### GEZEIGTER TEXT:

Schröders Lieblings-Ossi

Wenn zwei sich streiten, freut sich nicht immer der Dritte. Mit Matthias Platzeck bekommt die Brandenburger SPD einen neuen Chef, der gar nicht wollte

POTSDAM taz ■ Gerhard Schröder hat den Osten endlich mal zur Chefsache gemacht. Mit seiner Intervention beendete er jetzt die wochenlangen Personalquerelen der Brandenburger SPD. Sein Lieblings-Ossi Matthias Platzeck erklärte am Wochenende überraschend, dass er im Juli beim Wahlparteitag für den Landesvorsitz kandidieren will.

Der Potsdamer Oberbürgermeister, früher erfolgreicher Umweltminister, wurde von Schröder Ende 1999 in den Bundesvorstand geholt und gilt als einer der Hoffnungsträger der profilschwachen Ost-SPD. Aus der Brandenburger Staatskanzlei heißt es über Platzecks Nominierung: „Es gab massiven Druck aus Berlin.“ Die Strategen im Willy-Brandt-Haus setzen mit aller Macht auf ihn – er soll das sozialdemokratische Gegenmodell zum Merkel-Aufstieg werden.

Der 46-Jährige ist von seiner neuen Karrierestation nicht begeistert, wurde aber letztlich überredet. „Die Partei ist in einer schwierigen Situation, die wir nicht gebrauchen können“, begründete er wenig euphorisch seine Bewerbung. Die bisherigen Kandidaten für die Brandenburger SPD-Spitze waren in den letzten Tagen in zunehmender Rauflust übereinander hergefallen. Beide Rivalen, der langjährige Amtsinhaber Steffen Reiche, derzeit Bildungsminister, und Fraktionschef Gunter Fritsch wollen inzwischen nicht mehr antreten.

### AUFGABENSTELLUNG 1:
Prüfen Sie, ob die Aussagen (a) bis (c) mit dem Artikel über Matthias Platzeck übereinstimmen, und belegen Sie jede Antwort mit einem wörtlichen Zitat. (a) Schröder holte Platzeck Ende 1999 in den Bundesvorstand. (b) Platzeck ist von seiner neuen Karrierestation begeistert. (c) Gunter Fritsch will weiterhin für den Landesvorsitz antreten.
### AUFGABENSTELLUNG 2:
Beantworten Sie anhand des Artikels über Matthias Platzeck die folgenden Fragen.
(a) Wann und wo will Platzeck für den Landesvorsitz kandidieren?
(b) Welches Ministeramt hatte Platzeck früher inne?
(c) Welches Amt bekleidet Steffen Reiche derzeit?
### AUFGABENSTELLUNG 3:
Geben Sie aus dem Artikel über Matthias Platzeck alles von „Der Potsdamer Oberbürgermeister, früher“ bis hinunter zu „zum Merkel-Aufstieg werden.“ wortgetreu wieder.
Das Material hat mit dem Artikel über Matthias Platzeck nichts zu tun.

### QUELLENAUSZUG:
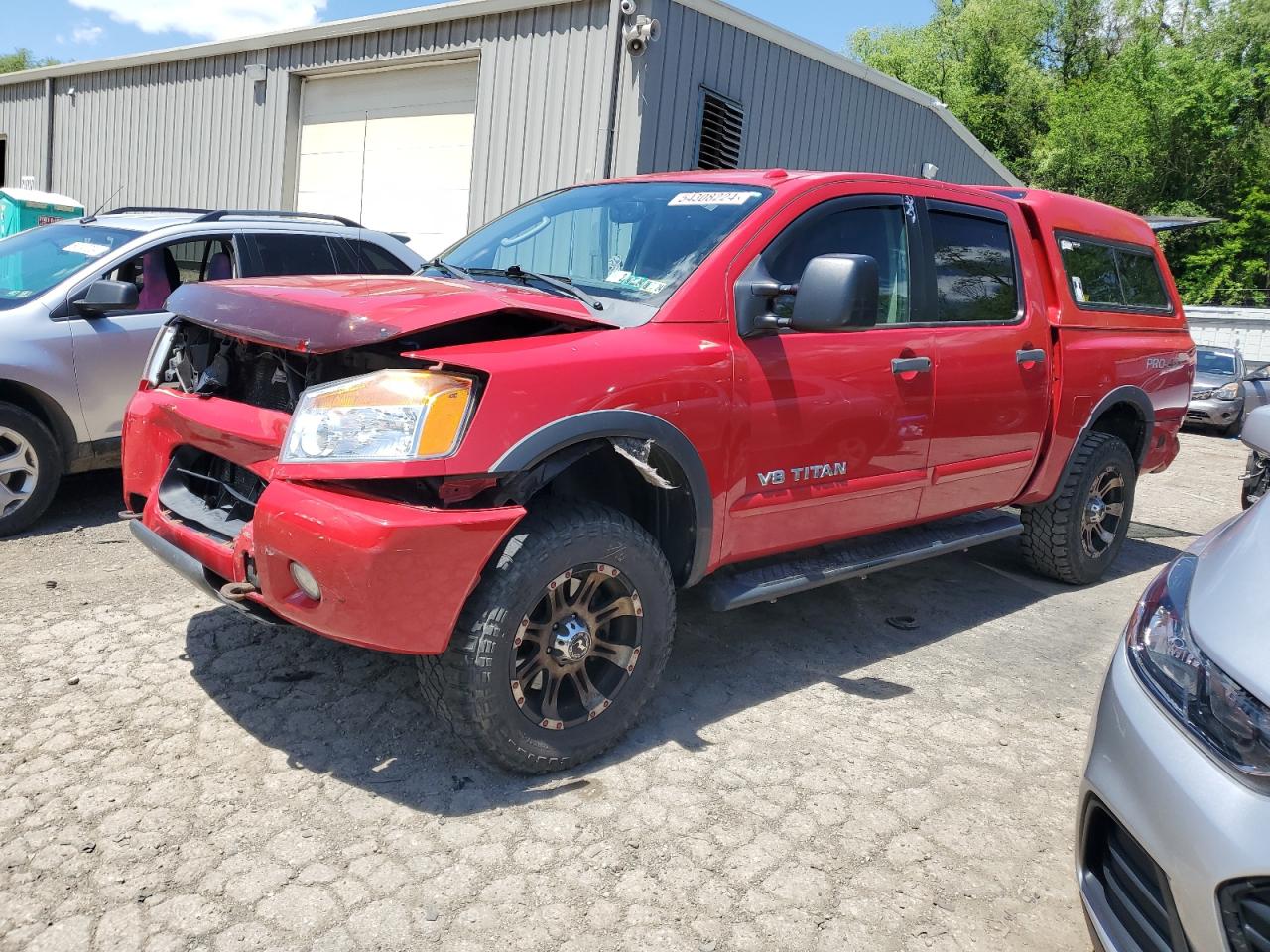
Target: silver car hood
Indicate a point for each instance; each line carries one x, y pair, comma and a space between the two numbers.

### ERWARTETE ANTWORT 1:
(a) Ja: „wurde von Schröder Ende 1999 in den Bundesvorstand geholt“
(b) Nein: „Der 46-Jährige ist von seiner neuen Karrierestation nicht begeistert“
(c) Nein: „und Fraktionschef Gunter Fritsch wollen inzwischen nicht mehr antreten“

### ERWARTETE ANTWORT 2:
(a) Im Juli beim Wahlparteitag.
(b) Er war Umweltminister.
(c) Er ist Bildungsminister.

### ERWARTETE ANTWORT 3:
Der Potsdamer Oberbürgermeister, früher erfolgreicher Umweltminister, wurde von Schröder Ende 1999 in den Bundesvorstand geholt und gilt als einer der Hoffnungsträger der profilschwachen Ost-SPD. Aus der Brandenburger Staatskanzlei heißt es über Platzecks Nominierung: „Es gab massiven Druck aus Berlin.“ Die Strategen im Willy-Brandt-Haus setzen mit aller Macht auf ihn – er soll das sozialdemokratische Gegenmodell zum Merkel-Aufstieg werden.